EXERCISE INPUTS –
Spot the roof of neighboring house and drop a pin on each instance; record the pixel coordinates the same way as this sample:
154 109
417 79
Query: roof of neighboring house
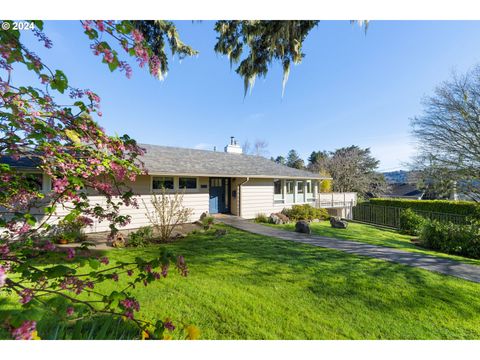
405 190
165 160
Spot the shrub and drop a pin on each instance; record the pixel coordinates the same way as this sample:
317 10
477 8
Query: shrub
207 222
70 230
466 208
452 238
262 218
410 222
141 237
168 213
305 212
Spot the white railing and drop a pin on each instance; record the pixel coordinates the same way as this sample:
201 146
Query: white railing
336 200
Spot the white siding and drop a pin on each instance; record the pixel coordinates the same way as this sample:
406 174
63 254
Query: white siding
256 196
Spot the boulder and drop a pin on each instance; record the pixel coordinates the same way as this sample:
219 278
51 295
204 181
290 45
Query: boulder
275 219
283 217
302 227
220 232
338 223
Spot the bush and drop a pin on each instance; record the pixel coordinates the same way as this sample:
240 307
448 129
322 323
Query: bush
452 238
305 212
70 230
262 218
410 222
466 208
140 238
207 222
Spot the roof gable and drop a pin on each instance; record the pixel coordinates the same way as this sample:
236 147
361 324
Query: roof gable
182 161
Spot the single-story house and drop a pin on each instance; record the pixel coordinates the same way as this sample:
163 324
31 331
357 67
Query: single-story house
227 182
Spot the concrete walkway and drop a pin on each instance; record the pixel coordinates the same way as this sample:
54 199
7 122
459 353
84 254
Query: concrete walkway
432 263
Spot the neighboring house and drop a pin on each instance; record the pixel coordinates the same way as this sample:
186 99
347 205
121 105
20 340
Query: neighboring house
404 191
226 182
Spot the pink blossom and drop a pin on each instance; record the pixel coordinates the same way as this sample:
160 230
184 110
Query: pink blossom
26 296
49 246
137 36
59 185
3 276
25 331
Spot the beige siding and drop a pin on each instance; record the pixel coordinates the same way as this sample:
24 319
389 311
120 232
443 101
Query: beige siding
256 197
197 200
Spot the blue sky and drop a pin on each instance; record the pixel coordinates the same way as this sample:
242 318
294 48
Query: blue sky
351 88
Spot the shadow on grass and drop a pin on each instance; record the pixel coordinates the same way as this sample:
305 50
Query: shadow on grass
51 326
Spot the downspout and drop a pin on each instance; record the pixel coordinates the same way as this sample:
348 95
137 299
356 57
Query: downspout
239 186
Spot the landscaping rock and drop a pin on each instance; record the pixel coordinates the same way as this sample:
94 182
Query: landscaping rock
338 223
283 217
302 227
220 232
275 219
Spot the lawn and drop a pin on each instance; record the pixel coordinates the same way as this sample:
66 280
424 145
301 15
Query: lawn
374 235
245 286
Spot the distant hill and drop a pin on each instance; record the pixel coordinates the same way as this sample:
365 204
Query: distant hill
396 177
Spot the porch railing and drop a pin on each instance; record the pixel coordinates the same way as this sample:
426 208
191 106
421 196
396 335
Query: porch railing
336 200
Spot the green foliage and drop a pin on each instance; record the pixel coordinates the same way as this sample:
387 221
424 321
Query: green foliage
141 237
305 212
466 208
452 238
70 228
410 222
207 222
261 218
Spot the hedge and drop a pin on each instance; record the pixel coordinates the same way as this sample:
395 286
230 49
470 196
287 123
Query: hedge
466 208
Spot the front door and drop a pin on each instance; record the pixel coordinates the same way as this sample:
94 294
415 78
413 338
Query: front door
219 195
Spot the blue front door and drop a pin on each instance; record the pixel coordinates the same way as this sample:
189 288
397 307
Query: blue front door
218 195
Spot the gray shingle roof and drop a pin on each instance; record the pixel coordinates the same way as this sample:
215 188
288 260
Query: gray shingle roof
167 160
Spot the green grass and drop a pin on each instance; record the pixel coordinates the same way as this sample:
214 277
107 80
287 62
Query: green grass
245 286
373 235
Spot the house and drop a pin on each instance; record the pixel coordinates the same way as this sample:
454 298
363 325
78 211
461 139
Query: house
404 191
227 182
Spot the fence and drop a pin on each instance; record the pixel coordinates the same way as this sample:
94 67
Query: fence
390 216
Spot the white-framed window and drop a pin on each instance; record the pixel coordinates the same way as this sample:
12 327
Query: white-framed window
188 183
309 187
278 191
165 182
34 180
300 187
290 186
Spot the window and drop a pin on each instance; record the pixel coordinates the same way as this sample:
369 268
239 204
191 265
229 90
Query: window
162 182
187 183
35 181
309 187
290 186
277 187
300 186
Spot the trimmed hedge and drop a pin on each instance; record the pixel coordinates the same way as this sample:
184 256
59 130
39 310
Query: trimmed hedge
410 222
451 238
466 208
305 212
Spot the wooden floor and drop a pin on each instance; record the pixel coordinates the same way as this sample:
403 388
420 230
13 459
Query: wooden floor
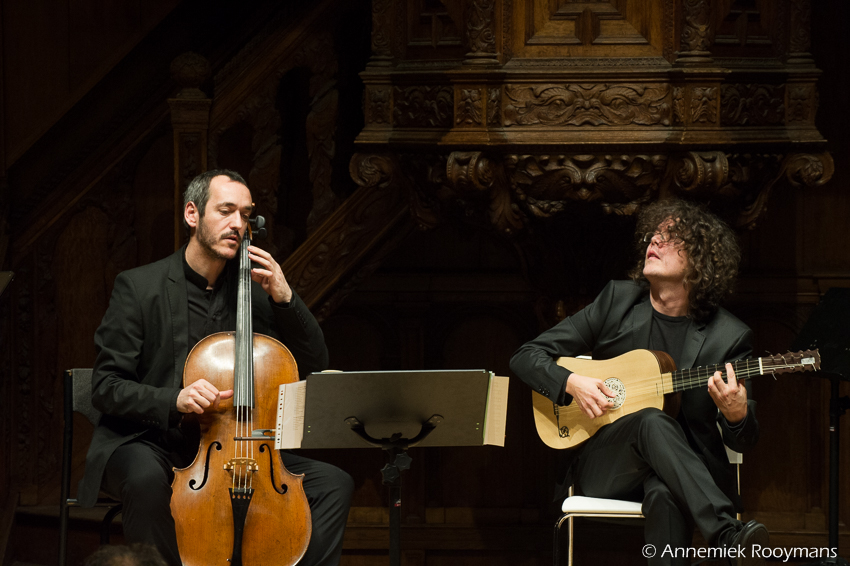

DESCRIPTION OF THE TASK – Print the entries above exactly, taking out only the pictures.

ANSWER AREA –
Spot the roof of neighboring house and drop a pin on each instance; record the pixel coordinates the same way as this sample:
154 109
417 79
Query: roof of neighboring house
405 190
165 160
Spot the shrub and drop a pin on each instance; record the pixel coordinates the same way as this sample:
317 10
477 8
Query: shrub
207 222
70 230
466 208
452 238
262 218
410 222
141 237
168 213
305 212
Spot the white railing and drop a pin on each instance; record the pixel coordinates the same way as this sample:
201 146
Query: white railing
336 200
Spot the white siding and drop a pin on each instance; record the pixel coordinates the same way as this sample:
406 174
63 254
Query: white siding
256 196
Spot the boulder and drop a pin on each instance; record the pixel coordinates the same way as this sample:
219 278
51 295
204 181
290 45
Query: boulder
275 219
283 217
302 227
220 232
338 223
Spot the bush and drop a pin on each instance; record the pixel coordinates the same way as this sample:
240 307
448 129
322 323
Query: bush
452 238
305 212
70 230
262 218
410 222
466 208
140 238
207 222
Spot the roof gable and drop a pin on each instance; record the pixel coordinates the same way as this sample:
236 147
361 324
Query: roof gable
182 161
Spot the single-story house and drop a pin on each instance; record the pixel coordinates the same way as this sample:
163 324
31 331
357 67
Query: single-story house
227 182
Spot the concrete walkway and drop a pin on each instance; record the pixel coordinates the same way as this sample:
54 199
7 122
459 353
84 254
Query: concrete walkway
432 263
Spot the neighboring house and drop a pin on each instance; record the pixel coordinates the same way as this sample:
186 99
347 205
121 105
20 340
Query: neighboring house
404 191
226 182
Spot the pink blossom and drop a pin on each instance; record the pixel coordinates the same way as this sample:
160 230
184 110
Query: pink blossom
26 296
49 246
137 36
59 185
3 276
25 331
Spot the beige siding and drop a pin on each instance; record the pixel coordinates the same way as this sample:
24 319
389 311
120 232
443 101
Query: beige siding
256 197
197 200
Spot the blue sky and drop a pin on each instance; record the pixel coordinates the same way as this sample:
242 318
294 48
Query: blue sky
351 88
Spot the shadow on grass and drop a pin on each instance; record the pixel coordinates the same way as this sample:
305 50
Query: shadow on grass
51 326
Spot the downspout and drop a pin on each instance; record the pixel coordinates the same way as this sample:
348 95
137 299
356 57
Query: downspout
239 186
Spot the landscaping rock and drop a pin on each instance; record the pixel coordinates the same way as this sample:
94 182
Query: landscaping rock
338 223
283 217
302 227
220 232
275 219
Spot the lawn and drop a pin on each instance; record the pixel coordinates the same way as this sample:
66 280
424 145
301 15
Query: lawn
374 235
245 286
Spot the distant hill and drop a pin on each instance; record the pixel coordinates the same way as this sample:
365 204
Query: distant hill
396 177
Spot the porch railing and drop a pin on each instance; record the pixel coordinates the same way as this sample:
426 208
191 106
421 196
396 335
Query: porch railing
336 200
Spot the green foliage and drop a pin on each instance; record the pixel coordinates the same way as this sample:
387 221
424 321
Query: green foliage
141 237
305 212
466 208
452 238
70 228
410 222
207 222
261 218
Spot the hedge and drop a pin on each instance; record the pixel coordinates the same way as this sample:
395 286
230 49
470 196
287 123
Query: hedge
466 208
Spot the front door and drop a pin on each instance; record the pixel coordinates the same way as this sample:
94 294
415 78
413 338
Query: front door
219 195
Spot the blue front door and drop a pin on each instance; record the pixel coordinates the same way as this sample:
189 288
397 307
Query: blue front door
218 195
Spot the gray shingle roof and drop a pin on each instance; record the pixel coordinates the same way as this sample:
215 188
288 260
Query: gray shingle roof
167 160
Spot the green grass and drop a pin on each instance; record the pixel coordinates the same way as this sample:
214 277
107 80
287 62
Query: green grass
245 286
373 235
Spot the house and drop a pin on each instance; record the pixel coordinates the same way as this sample:
454 298
363 325
78 211
461 139
Query: house
404 191
227 182
Spot the fence and drop a pin on each instance; record the pixel coordinates the same way as this sample:
94 67
Query: fence
390 216
Spot the white-framed window and drop a pin on each instance; record the pixel coordinates the same way as this sample:
12 327
Query: white-framed window
188 183
309 187
278 191
165 182
34 180
300 187
290 186
Spot the window and drop a pin on each instance; record the pixel coordinates the same way as this sample:
369 268
239 204
191 265
229 90
Query: window
162 182
187 183
35 181
309 187
290 186
277 187
300 186
Spot the trimmed hedge and drop a pin on each instance; record the pixel coordinates the same way as this sample:
184 256
59 130
39 310
Query: trimmed hedge
410 222
451 238
466 208
305 212
Spot the wooden floor and drop a pin on each instance; record the pixel coordinates the same way as this sample:
403 388
420 230
13 459
Query: wooden floor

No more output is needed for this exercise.